> **Provided text**
..............................
What matters to me is not that my personal rights shall not be violated by one such power-group, without the approval of another such, but that this violation be forbidden to all sections of government. It is not enough that the executive’s agents have to invoke the authorization of the legislature. Rather, it is that the legislature shall not authorize their actions except in a specified jurisdiction. It is not worth much that the executive power has no right to act without the assent of a law, if no limits are placed on this assent, if no one declares that there are things about which the legislature has no right to make laws, or, in other words, that there are areas of individual existence in relation to which society is not entitled to have any will.
..............................
> **Provided data**
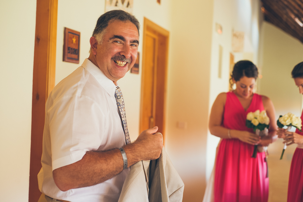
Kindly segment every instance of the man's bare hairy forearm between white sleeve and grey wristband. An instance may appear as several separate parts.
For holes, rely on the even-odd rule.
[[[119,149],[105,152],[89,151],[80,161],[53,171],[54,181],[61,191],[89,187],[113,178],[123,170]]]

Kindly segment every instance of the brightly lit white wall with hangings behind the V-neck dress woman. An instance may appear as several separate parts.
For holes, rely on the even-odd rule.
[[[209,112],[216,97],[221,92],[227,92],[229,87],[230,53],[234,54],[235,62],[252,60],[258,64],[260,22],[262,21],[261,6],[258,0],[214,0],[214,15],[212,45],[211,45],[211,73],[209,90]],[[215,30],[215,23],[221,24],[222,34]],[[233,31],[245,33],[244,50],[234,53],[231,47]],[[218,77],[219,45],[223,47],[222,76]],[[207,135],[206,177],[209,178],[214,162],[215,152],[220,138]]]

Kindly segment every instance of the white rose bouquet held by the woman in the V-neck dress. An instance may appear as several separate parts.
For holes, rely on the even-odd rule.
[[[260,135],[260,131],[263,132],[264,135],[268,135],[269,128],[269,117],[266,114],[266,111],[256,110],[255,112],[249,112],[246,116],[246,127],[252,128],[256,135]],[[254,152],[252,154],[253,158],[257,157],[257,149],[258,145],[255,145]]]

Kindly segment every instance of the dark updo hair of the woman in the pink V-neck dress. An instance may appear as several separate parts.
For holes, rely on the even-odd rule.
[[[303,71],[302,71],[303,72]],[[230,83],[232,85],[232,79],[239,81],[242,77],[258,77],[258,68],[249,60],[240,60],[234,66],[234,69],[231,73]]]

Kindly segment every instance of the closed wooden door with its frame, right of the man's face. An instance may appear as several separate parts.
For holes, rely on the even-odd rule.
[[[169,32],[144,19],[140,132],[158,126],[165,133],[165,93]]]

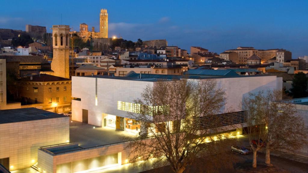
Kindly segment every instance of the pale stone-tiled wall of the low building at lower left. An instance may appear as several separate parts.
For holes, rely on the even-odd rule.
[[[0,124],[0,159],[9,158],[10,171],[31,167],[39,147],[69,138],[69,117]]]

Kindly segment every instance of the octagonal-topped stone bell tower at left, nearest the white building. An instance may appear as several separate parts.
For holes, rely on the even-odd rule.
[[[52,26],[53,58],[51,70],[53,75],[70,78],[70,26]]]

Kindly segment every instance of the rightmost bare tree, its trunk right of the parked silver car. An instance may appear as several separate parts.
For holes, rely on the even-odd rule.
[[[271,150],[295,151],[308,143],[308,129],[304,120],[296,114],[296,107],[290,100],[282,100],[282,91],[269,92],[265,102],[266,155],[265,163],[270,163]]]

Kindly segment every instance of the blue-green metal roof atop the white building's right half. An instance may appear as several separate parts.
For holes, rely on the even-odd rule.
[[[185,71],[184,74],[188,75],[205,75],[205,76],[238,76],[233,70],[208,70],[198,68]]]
..............................
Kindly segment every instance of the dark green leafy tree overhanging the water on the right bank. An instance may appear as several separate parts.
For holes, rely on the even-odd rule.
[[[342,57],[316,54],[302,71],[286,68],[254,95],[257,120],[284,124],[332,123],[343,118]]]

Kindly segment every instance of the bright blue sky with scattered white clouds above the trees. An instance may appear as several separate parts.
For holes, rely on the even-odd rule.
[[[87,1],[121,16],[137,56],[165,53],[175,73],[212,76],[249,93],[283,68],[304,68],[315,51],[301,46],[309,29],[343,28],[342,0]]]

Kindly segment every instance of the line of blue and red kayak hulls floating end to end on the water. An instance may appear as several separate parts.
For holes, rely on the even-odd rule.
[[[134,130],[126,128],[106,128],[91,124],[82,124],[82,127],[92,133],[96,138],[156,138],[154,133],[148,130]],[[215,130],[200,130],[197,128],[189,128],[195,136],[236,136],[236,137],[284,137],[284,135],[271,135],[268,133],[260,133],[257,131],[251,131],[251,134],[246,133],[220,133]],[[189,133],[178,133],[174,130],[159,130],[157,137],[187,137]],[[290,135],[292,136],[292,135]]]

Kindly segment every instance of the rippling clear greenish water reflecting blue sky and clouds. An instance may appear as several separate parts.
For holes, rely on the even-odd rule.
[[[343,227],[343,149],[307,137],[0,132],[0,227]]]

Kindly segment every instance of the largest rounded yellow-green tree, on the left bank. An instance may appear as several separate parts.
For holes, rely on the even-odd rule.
..............................
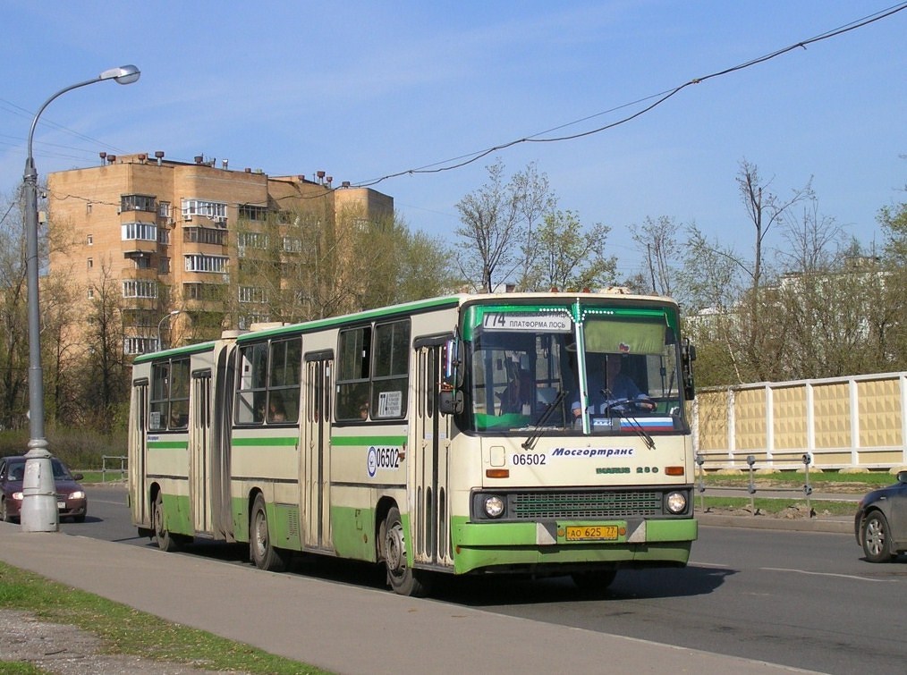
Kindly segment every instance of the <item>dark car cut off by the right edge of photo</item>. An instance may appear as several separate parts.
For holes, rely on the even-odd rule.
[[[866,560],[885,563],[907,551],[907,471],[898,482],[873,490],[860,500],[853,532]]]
..............................
> **Exercise instructions**
1. Answer these questions from the passage on limits to legislative power:
(a) What do the executive's agents have to invoke?
(b) Outside of what may the legislature not authorize their actions?
(c) In relation to what is society not entitled to have any will?
2. Return the part of the passage on limits to legislative power from "What matters to" to "have any will.", word for word.

> **Answers for this exercise**
1.
(a) The authorization of the legislature.
(b) A specified jurisdiction.
(c) Areas of individual existence.

2.
What matters to me is not that my personal rights shall not be violated by one such power-group, without the approval of another such, but that this violation be forbidden to all sections of government. It is not enough that the executive’s agents have to invoke the authorization of the legislature. Rather, it is that the legislature shall not authorize their actions except in a specified jurisdiction. It is not worth much that the executive power has no right to act without the assent of a law, if no limits are placed on this assent, if no one declares that there are things about which the legislature has no right to make laws, or, in other words, that there are areas of individual existence in relation to which society is not entitled to have any will.